-------- RAW DATA --------

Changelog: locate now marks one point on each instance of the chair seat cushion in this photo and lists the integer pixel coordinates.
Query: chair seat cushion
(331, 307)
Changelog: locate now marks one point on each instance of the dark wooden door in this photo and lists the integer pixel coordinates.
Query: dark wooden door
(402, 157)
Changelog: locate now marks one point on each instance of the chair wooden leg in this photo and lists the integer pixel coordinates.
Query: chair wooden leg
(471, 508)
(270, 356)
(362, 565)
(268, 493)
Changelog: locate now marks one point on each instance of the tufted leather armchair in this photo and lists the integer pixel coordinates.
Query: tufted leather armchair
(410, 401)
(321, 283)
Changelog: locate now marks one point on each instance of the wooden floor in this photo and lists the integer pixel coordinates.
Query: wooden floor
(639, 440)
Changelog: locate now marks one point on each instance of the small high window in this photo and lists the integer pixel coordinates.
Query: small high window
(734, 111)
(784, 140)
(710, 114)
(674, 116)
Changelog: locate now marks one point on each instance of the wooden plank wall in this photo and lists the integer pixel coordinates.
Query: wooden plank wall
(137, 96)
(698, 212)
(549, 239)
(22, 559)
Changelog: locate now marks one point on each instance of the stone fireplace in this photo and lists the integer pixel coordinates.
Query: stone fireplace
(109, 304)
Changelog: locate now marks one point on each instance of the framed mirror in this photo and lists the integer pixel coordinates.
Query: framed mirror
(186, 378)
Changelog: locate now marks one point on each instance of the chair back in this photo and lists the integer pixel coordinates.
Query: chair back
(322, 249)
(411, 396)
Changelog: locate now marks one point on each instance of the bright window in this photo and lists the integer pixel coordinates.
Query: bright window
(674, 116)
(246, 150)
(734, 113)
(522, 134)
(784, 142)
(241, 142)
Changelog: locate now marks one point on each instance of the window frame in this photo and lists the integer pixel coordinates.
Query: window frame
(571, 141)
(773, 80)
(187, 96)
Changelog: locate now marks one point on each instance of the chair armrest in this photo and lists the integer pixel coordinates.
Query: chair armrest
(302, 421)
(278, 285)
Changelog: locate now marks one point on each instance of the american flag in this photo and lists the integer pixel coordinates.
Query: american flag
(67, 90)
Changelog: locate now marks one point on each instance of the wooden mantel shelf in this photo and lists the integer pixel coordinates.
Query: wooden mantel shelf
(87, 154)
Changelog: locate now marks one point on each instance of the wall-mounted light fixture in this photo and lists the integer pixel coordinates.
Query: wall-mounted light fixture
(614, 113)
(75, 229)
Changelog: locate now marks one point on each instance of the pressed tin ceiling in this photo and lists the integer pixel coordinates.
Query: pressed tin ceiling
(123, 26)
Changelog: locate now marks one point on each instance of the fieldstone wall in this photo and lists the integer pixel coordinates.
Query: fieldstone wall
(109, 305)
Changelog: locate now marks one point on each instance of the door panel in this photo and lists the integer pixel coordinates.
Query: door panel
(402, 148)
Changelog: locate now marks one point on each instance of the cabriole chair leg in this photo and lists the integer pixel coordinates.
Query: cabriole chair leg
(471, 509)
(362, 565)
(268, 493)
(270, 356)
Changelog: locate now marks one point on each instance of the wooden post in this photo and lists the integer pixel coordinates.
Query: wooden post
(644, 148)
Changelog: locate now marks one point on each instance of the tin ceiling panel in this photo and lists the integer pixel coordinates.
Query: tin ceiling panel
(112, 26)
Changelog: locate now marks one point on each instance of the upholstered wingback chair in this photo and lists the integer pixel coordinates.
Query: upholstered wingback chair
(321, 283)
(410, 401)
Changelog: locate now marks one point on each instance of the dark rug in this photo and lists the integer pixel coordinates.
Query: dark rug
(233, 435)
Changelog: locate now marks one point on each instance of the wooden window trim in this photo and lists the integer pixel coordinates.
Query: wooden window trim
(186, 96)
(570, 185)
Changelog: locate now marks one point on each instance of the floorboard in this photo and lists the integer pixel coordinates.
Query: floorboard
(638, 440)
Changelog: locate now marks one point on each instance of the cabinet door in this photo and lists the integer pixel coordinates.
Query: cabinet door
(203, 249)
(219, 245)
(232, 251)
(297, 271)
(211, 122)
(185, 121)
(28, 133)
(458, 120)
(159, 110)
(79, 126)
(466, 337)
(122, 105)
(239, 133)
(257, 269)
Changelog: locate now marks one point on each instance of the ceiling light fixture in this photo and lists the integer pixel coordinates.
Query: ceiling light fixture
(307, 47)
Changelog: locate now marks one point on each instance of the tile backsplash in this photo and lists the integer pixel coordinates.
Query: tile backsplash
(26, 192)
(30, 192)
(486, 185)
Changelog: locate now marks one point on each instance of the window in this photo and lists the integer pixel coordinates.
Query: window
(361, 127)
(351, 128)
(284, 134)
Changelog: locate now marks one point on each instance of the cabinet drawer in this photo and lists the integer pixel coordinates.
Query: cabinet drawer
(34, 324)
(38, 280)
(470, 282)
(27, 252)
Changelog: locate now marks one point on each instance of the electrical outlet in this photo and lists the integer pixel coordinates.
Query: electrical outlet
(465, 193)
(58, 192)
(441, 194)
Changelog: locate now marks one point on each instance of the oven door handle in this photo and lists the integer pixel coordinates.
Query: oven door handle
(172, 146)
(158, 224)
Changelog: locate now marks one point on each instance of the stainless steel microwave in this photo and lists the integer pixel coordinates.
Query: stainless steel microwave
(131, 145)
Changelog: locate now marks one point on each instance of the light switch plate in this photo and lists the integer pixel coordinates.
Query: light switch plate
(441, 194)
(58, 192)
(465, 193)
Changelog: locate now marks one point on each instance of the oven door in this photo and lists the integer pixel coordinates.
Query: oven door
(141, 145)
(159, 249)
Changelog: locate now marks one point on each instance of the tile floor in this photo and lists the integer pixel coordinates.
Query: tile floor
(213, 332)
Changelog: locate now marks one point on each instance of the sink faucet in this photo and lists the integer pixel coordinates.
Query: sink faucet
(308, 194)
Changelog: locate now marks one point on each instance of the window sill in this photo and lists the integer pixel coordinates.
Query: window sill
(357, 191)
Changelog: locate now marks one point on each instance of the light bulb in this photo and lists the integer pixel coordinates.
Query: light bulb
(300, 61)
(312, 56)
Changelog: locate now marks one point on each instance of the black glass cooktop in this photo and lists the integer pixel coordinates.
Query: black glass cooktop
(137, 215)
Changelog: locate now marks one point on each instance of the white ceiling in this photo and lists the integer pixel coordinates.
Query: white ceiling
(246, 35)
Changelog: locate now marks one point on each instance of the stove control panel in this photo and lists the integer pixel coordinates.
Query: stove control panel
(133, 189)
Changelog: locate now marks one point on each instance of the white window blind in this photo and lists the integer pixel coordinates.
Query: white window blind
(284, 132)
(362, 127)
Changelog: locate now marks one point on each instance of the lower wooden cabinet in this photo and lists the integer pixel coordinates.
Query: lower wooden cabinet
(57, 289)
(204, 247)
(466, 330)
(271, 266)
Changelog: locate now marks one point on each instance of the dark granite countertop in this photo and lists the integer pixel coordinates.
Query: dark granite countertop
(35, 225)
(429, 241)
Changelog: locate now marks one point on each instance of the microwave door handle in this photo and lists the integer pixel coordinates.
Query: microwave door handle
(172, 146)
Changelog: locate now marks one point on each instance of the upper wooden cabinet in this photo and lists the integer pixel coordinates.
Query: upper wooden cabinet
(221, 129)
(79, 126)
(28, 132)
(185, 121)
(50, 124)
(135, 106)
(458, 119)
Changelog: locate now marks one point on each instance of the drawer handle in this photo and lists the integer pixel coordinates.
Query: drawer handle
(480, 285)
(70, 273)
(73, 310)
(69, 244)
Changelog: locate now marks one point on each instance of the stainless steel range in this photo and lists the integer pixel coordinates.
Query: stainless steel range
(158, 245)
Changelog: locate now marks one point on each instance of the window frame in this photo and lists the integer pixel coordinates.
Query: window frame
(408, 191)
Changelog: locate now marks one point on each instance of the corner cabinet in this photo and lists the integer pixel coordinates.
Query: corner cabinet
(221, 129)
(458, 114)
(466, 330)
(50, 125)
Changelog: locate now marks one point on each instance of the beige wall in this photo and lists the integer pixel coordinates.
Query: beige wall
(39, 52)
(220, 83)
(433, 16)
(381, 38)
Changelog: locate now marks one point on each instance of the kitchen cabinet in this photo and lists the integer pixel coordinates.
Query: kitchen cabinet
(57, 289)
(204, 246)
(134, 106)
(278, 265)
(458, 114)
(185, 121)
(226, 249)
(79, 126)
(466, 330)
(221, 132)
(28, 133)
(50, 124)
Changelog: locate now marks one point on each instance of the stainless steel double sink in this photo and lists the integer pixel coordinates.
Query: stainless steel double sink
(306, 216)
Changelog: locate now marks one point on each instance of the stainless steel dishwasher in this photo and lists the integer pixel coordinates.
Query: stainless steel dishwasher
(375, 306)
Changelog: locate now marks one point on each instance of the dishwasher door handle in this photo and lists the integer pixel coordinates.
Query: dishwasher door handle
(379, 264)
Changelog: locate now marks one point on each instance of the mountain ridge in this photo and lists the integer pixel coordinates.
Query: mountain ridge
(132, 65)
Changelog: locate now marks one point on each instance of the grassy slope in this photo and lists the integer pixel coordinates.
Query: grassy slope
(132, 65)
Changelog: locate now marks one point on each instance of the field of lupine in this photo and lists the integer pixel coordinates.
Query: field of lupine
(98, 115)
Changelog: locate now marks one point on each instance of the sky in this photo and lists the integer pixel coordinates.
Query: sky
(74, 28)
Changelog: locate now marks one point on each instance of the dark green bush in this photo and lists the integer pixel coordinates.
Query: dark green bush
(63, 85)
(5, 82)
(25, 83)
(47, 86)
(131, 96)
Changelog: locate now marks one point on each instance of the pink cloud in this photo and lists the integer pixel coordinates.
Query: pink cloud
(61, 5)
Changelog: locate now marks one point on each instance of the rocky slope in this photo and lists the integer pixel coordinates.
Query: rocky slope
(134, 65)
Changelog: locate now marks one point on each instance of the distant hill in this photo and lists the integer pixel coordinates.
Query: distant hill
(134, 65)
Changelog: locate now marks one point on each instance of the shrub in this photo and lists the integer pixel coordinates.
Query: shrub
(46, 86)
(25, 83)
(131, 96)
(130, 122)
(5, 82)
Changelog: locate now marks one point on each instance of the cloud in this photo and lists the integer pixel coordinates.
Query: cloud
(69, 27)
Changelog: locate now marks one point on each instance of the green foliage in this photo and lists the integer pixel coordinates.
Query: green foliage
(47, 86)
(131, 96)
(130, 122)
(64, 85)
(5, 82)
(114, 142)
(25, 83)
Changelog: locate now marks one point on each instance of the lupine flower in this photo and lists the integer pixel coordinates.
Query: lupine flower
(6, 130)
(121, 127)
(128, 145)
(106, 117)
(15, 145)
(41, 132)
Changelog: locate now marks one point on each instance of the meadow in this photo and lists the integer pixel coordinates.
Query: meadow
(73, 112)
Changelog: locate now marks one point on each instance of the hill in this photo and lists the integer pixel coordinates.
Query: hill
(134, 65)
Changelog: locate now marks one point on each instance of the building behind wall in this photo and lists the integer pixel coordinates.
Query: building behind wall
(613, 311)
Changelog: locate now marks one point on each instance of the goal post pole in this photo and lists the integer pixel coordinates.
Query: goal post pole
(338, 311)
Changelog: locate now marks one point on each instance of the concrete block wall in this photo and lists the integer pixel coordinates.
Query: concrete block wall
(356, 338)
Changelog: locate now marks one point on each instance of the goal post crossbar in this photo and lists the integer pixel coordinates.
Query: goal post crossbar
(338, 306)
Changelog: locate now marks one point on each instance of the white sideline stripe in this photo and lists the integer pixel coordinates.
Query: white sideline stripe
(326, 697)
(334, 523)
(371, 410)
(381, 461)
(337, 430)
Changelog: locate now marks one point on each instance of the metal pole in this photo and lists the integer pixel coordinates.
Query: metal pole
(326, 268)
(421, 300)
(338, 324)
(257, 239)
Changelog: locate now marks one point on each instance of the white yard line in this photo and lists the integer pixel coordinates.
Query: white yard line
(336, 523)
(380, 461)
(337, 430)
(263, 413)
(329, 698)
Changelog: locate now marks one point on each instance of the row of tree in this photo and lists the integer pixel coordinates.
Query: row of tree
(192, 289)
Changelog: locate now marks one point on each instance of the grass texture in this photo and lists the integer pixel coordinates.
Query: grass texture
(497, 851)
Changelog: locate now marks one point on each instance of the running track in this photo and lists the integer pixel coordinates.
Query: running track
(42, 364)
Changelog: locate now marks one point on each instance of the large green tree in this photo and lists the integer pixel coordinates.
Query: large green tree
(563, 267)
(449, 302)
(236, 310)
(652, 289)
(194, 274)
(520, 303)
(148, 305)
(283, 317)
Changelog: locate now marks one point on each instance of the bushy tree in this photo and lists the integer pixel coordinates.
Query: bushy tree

--------

§ **WORK TO BE COMPLETED**
Check each line above for the word "bushy", and give only the number of lines that contain it.

§ **COMPLETED TASK**
2